— Start of PROVIDED RECORDS —

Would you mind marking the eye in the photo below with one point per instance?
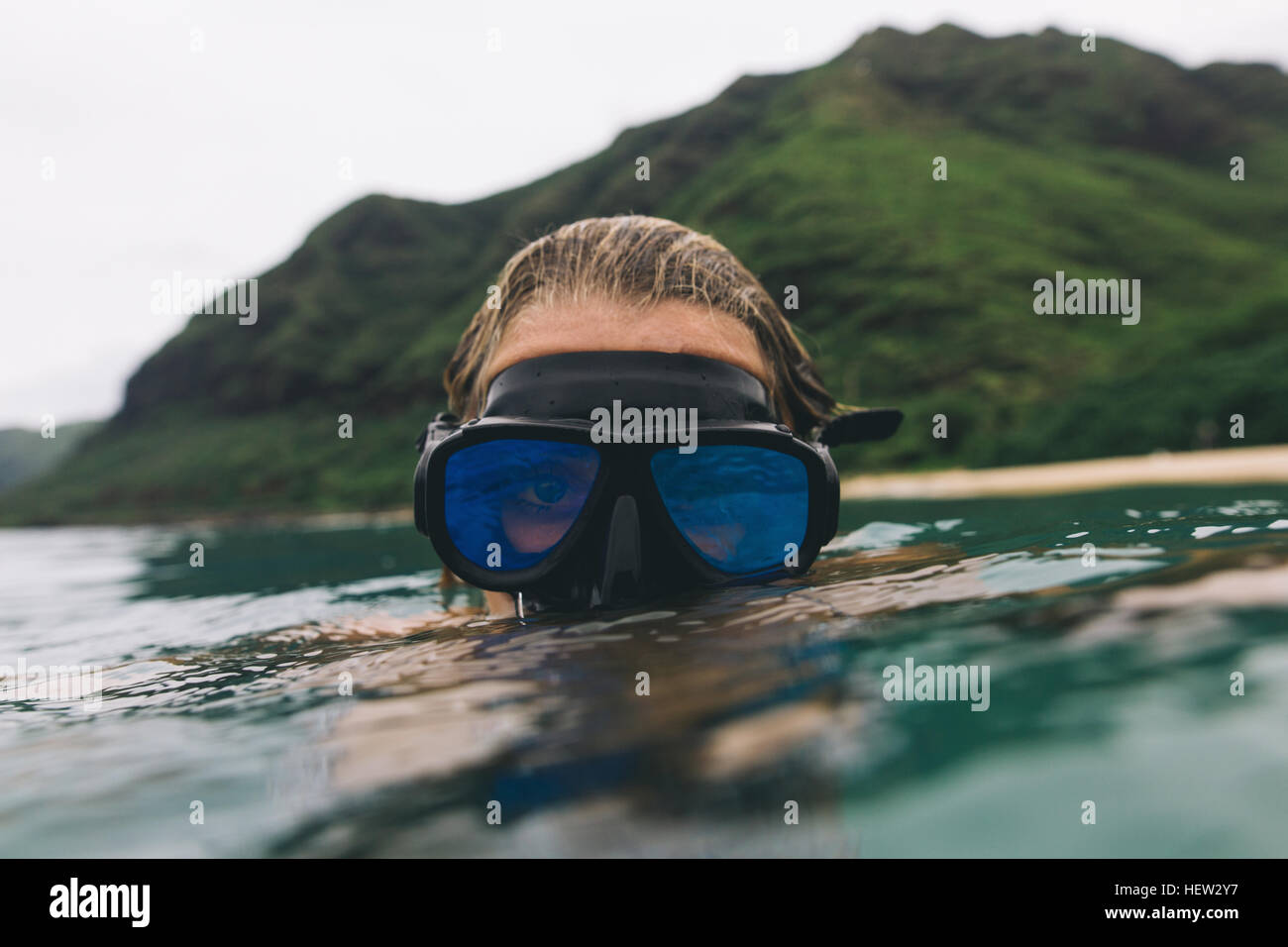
(549, 489)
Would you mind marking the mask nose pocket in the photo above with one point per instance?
(622, 558)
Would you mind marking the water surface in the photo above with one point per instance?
(227, 685)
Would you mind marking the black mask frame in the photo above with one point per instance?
(623, 545)
(623, 472)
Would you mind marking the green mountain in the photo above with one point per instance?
(913, 291)
(25, 454)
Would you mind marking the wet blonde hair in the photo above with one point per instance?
(638, 262)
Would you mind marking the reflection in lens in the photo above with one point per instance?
(738, 506)
(509, 502)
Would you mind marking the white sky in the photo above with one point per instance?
(218, 162)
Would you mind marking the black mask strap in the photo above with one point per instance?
(866, 424)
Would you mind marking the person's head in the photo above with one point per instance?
(649, 315)
(634, 283)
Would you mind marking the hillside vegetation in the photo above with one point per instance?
(913, 291)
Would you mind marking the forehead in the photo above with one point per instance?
(604, 326)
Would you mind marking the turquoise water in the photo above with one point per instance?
(1108, 682)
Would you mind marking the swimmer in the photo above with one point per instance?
(631, 415)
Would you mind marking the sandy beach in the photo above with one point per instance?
(1228, 466)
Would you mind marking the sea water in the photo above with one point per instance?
(300, 692)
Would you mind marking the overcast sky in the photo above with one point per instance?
(142, 138)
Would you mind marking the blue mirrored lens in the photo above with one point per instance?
(509, 502)
(738, 506)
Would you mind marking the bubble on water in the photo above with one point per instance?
(876, 535)
(1202, 532)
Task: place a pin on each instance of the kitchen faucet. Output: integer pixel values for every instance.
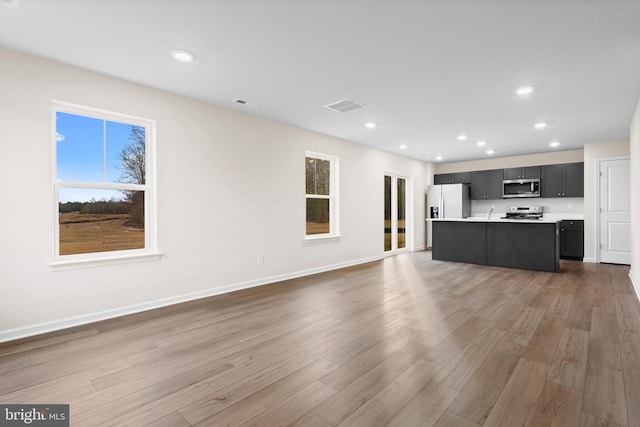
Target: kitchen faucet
(489, 213)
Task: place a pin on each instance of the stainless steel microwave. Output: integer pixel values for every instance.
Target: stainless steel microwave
(520, 188)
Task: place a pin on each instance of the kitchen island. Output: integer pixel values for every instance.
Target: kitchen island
(528, 244)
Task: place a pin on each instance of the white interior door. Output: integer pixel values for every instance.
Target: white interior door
(615, 211)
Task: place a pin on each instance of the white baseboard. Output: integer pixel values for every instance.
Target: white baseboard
(635, 284)
(41, 328)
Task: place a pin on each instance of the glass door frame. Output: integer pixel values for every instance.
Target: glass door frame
(393, 221)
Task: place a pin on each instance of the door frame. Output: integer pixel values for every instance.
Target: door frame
(598, 207)
(408, 247)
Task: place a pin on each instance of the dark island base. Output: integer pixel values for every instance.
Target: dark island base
(530, 246)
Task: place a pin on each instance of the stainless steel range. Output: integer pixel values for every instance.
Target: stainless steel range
(524, 212)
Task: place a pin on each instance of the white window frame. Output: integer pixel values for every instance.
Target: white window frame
(333, 197)
(150, 251)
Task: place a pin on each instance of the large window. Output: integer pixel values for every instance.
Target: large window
(321, 194)
(103, 184)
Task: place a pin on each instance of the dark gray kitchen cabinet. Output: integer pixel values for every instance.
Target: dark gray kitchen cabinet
(486, 185)
(452, 178)
(530, 172)
(565, 180)
(532, 246)
(572, 239)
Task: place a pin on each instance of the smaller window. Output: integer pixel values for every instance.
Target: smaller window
(321, 175)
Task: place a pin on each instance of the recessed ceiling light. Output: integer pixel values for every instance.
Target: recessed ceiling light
(183, 55)
(10, 3)
(524, 90)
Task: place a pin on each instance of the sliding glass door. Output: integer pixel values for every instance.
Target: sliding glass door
(395, 213)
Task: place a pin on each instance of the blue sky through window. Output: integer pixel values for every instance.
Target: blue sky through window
(87, 150)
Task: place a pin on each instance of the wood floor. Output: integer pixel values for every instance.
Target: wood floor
(406, 341)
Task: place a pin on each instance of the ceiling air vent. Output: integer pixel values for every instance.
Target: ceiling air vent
(345, 105)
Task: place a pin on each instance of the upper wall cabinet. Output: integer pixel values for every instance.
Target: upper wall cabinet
(530, 172)
(452, 178)
(486, 184)
(565, 180)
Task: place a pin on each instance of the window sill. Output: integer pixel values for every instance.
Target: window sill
(321, 237)
(76, 263)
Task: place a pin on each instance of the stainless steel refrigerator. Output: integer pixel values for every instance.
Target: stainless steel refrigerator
(447, 201)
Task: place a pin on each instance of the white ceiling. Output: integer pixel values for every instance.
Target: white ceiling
(427, 70)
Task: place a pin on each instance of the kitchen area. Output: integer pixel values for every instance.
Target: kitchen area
(523, 217)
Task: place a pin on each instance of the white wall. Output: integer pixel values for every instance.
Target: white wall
(230, 187)
(635, 200)
(593, 153)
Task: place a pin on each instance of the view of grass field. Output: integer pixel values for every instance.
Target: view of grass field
(87, 233)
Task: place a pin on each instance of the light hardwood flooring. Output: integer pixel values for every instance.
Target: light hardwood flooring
(406, 341)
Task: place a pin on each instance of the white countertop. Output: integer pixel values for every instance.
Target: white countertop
(542, 220)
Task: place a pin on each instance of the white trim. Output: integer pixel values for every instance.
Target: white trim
(598, 207)
(635, 284)
(27, 331)
(333, 197)
(109, 258)
(150, 251)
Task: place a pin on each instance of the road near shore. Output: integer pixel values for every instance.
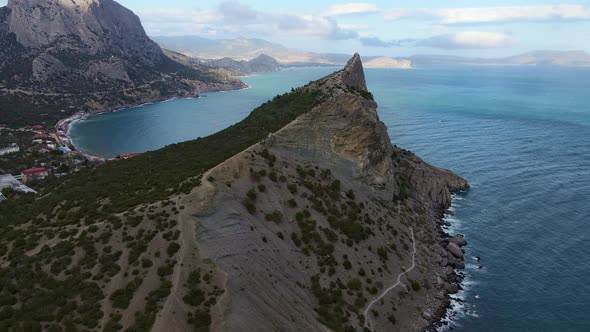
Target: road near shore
(397, 283)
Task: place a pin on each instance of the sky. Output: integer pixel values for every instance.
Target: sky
(488, 28)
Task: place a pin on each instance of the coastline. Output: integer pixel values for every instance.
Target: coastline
(63, 126)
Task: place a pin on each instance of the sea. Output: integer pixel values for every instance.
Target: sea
(519, 134)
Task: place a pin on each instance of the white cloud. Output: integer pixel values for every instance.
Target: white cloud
(468, 40)
(493, 14)
(352, 8)
(236, 12)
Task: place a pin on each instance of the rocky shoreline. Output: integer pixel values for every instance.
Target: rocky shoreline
(452, 284)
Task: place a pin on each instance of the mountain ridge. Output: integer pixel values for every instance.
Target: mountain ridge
(294, 218)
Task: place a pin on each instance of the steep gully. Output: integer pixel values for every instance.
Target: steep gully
(390, 288)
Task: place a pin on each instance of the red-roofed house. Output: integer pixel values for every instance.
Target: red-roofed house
(128, 155)
(34, 174)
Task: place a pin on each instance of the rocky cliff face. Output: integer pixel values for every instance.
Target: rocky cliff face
(84, 55)
(92, 26)
(260, 64)
(310, 227)
(302, 216)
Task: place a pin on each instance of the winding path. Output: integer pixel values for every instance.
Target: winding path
(399, 277)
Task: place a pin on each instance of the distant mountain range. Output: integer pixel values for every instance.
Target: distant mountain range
(536, 58)
(246, 49)
(62, 56)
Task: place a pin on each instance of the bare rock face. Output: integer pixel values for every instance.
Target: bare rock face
(353, 74)
(345, 126)
(434, 185)
(261, 231)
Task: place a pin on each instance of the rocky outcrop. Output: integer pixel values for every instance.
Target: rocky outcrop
(387, 62)
(90, 26)
(260, 64)
(433, 184)
(85, 55)
(261, 230)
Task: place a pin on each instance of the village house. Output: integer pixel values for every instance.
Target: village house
(9, 181)
(10, 149)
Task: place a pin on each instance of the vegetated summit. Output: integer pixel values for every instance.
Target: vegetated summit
(71, 55)
(299, 217)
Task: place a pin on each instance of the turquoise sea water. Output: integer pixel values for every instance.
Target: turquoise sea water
(520, 135)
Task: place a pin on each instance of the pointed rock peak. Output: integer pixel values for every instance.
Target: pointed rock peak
(353, 74)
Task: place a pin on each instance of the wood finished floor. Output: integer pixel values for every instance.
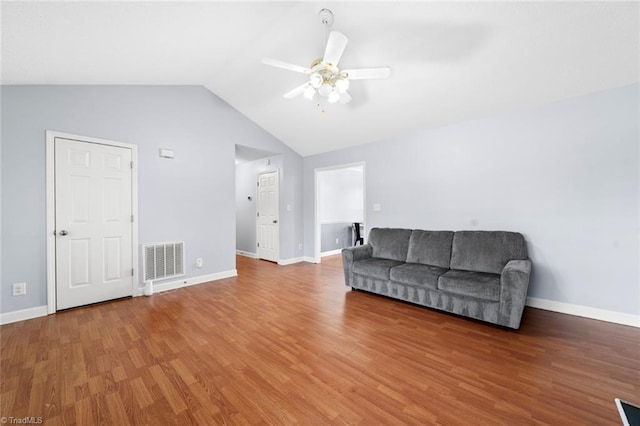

— End of PROVIDED RECORDS —

**TASK TO COMPLETE**
Rewrite everything from the line containing "Would you mind marking the reflection" down to the line containing "(1108, 682)", keeping the requests, and shift every point coordinate in the answers by -150.

**COMPLETED TASK**
Would you mind marking the reflection in lens in the photo above with one point per instance?
(588, 356)
(359, 352)
Would you mind marking the white sky in the photo above with one point per instance?
(68, 12)
Would you mind marking the black mask strap in the photo above with one point per instance?
(716, 274)
Would you mind marking the person's head in the photo above with one point per instance?
(499, 165)
(484, 133)
Would you mind marking the hillside vegetation in the photo above with one point per instance?
(763, 141)
Would you mind marking the forehead in the photo above with one point per instance?
(454, 176)
Would you mind marking the turquoise water in the photo above with one point per instance?
(958, 532)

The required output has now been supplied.